ITEMS:
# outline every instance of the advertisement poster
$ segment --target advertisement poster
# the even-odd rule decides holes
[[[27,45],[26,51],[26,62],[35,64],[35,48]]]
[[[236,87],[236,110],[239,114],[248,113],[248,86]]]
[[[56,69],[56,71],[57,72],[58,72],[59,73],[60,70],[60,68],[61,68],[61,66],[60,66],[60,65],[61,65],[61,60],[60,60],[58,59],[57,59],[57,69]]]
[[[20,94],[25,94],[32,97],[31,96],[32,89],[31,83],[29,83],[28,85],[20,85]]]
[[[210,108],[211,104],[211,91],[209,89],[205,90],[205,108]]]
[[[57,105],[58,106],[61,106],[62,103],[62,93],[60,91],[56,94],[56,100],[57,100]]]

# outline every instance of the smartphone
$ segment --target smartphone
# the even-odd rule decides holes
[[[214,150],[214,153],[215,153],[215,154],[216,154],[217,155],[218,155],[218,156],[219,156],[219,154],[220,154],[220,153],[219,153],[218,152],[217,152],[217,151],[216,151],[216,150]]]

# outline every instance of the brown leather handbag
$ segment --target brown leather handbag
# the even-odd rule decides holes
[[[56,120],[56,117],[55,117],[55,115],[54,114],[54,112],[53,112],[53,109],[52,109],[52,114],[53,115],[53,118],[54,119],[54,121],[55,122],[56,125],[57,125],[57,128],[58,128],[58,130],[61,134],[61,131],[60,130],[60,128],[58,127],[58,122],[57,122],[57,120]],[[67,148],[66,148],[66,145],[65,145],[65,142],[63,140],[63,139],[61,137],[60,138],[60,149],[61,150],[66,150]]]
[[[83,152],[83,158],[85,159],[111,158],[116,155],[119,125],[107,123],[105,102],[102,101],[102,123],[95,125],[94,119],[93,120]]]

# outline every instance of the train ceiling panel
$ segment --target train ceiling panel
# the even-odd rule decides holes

WHAT YOU WILL DO:
Reproduce the material above in full, substituting "trace" for every occurrence of "outline" and leaving all other characters unchanged.

TASK RESPONSE:
# trace every instance of the advertisement poster
$ segment --target advertisement poster
# the even-odd rule decides holes
[[[27,45],[26,51],[26,62],[35,64],[35,48]]]
[[[236,87],[236,110],[239,114],[248,113],[248,86]]]
[[[56,69],[56,71],[57,72],[58,72],[59,73],[60,70],[60,68],[61,68],[61,66],[60,66],[60,65],[61,65],[61,60],[60,60],[58,59],[57,59],[57,69]]]
[[[20,94],[25,94],[32,97],[31,96],[32,89],[31,83],[29,83],[28,85],[20,85]]]
[[[210,108],[211,104],[211,91],[209,89],[205,90],[205,108]]]
[[[57,105],[58,106],[61,106],[62,103],[62,93],[60,91],[56,94],[56,100],[57,100]]]

# trace every instance of the smartphone
$ segment --target smartphone
# the even-odd rule decides holes
[[[214,150],[214,153],[215,153],[215,154],[216,154],[217,155],[218,155],[218,156],[219,156],[219,154],[220,154],[220,153],[219,153],[218,152],[217,152],[217,151],[216,151],[216,150]]]

# trace every instance of the brown leather handbag
$ segment --target brown leather handbag
# the even-odd rule decides holes
[[[56,120],[56,117],[55,117],[55,115],[54,114],[54,112],[53,112],[53,109],[52,109],[52,114],[53,115],[53,118],[54,119],[54,121],[55,122],[56,125],[57,125],[57,128],[58,128],[58,130],[61,134],[61,131],[60,130],[60,128],[58,127],[58,122],[57,122],[57,120]],[[67,148],[66,148],[66,145],[65,145],[65,142],[63,140],[63,139],[61,137],[60,138],[60,149],[61,150],[66,150]]]
[[[83,152],[83,158],[85,159],[111,158],[116,155],[119,125],[107,123],[105,102],[102,101],[102,123],[95,125],[94,119],[93,120]]]

# trace every instance of the train ceiling panel
$ segment --target train ceiling panel
# the even-odd rule decides holes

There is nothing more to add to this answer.